──────── Source records ────────

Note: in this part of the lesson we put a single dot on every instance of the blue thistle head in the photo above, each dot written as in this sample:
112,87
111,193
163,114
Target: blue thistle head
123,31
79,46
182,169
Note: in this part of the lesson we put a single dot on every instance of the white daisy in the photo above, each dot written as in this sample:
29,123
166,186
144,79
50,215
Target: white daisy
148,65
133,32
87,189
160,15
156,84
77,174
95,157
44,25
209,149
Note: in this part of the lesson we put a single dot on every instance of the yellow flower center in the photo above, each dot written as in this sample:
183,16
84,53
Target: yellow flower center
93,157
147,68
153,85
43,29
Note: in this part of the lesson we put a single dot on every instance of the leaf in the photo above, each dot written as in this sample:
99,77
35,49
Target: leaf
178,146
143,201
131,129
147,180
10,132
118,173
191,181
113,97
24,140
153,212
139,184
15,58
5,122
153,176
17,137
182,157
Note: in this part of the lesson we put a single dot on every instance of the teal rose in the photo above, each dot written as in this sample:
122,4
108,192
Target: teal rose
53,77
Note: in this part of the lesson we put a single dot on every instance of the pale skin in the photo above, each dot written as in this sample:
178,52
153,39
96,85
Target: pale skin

────────

#### [Action item]
Wherever the word "each" appears in the entries above, copy that line.

#### [Solution to the problem]
Note: in this part of the lesson we put a single dot on every instance of the blue thistle head in the photo above, each dot written as in this sample:
Note: in this part of the lesson we put a single dot on every instance of the white daisy in the photo above, each dot written as in this sample:
Note: in this part of the lesson we put a single dot on every instance of the yellow flower center in the photo above, each dot written as in this sample:
Note: in this part of the lesson we put a single dot on every instance of the leaf in the photo above, each dot written as in this sample:
Note: in this part of the lesson we put a single dot on every instance of the teal rose in the photo above, each dot written as in this sample:
Note: in this part of the lesson we put a single dot on every instance of the pale skin in the photo above, each dot written as in this sample:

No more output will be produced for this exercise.